CHALLENGE: Return every line of the listing below unchanged, from the first line to the last.

-- START DATA TO PROCESS --

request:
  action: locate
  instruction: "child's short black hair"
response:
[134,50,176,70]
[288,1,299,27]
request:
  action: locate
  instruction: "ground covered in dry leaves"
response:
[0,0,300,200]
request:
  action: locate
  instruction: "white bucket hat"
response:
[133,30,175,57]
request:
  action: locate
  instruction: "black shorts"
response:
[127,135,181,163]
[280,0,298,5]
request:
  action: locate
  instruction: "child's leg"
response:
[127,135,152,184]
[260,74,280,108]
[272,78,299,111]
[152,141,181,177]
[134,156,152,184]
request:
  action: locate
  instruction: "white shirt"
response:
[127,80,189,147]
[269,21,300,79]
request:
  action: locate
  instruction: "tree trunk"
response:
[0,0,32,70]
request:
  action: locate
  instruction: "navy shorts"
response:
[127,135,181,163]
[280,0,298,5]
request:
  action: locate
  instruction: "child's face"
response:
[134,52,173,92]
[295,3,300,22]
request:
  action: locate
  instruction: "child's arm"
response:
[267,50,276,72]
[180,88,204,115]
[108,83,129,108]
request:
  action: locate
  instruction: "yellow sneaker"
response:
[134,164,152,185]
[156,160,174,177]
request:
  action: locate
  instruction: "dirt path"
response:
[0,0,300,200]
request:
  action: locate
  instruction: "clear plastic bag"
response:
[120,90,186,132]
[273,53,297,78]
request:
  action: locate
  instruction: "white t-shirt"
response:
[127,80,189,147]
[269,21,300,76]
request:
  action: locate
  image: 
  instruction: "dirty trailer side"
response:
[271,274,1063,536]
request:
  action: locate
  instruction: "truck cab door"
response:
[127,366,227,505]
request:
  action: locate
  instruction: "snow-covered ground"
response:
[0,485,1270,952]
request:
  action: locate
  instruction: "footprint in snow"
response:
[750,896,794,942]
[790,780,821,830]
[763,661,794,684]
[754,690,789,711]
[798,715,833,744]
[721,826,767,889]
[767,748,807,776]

-- END DATA TO PROCESS --

RIGHT ANSWER:
request:
  action: locate
  instruction: "child's short black hair"
response:
[134,50,176,70]
[288,1,299,27]
request:
  action: locate
  instruction: "ground covered in dry leaves"
response:
[0,0,300,200]
request:
  action: locate
  instruction: "white bucket hat"
response:
[133,30,175,57]
request:
  action: locate
  instruction: "black shorts"
response:
[127,135,181,163]
[280,0,298,5]
request:
  action: locate
  instruction: "child's leg"
response:
[127,135,152,184]
[260,74,280,108]
[272,78,299,111]
[152,141,181,177]
[134,156,152,184]
request:
  action: locate
  instruction: "white shirt"
response:
[127,80,189,147]
[269,21,300,79]
request:
  action: locate
  instruction: "tree trunk"
response:
[0,0,32,70]
request:
  action: locate
  instruction: "navy shorts"
response:
[127,135,181,163]
[280,0,298,5]
request:
  action: locate
  instruction: "child's face"
response:
[134,52,173,92]
[295,3,300,22]
request:
  action: locate
  instruction: "child's arm"
response:
[267,50,276,72]
[180,88,204,115]
[108,83,129,108]
request:
  action: locate
  instruction: "yellow sneaker"
response:
[134,164,152,185]
[156,160,174,177]
request:
  action: locate
  instruction: "dirt path"
response:
[0,0,300,200]
request:
  action: locate
  instruction: "clear plastic bag"
response:
[120,90,186,132]
[273,53,297,78]
request:
  action: locate
  instruction: "white t-shirt"
response:
[127,80,189,147]
[269,21,300,76]
request:
  action: locate
  image: 
  instruction: "dirty trailer side"
response:
[271,274,1063,536]
request:
  action: locate
  instruction: "truck cab door"
response:
[127,366,227,505]
request:
  action: locate
  instruction: "snow-covered ground"
response:
[0,485,1270,952]
request:
  action: locate
  instruction: "footprint in snow"
response:
[750,896,794,942]
[790,780,821,830]
[763,661,794,684]
[754,690,789,711]
[798,715,833,744]
[721,826,767,889]
[767,748,807,776]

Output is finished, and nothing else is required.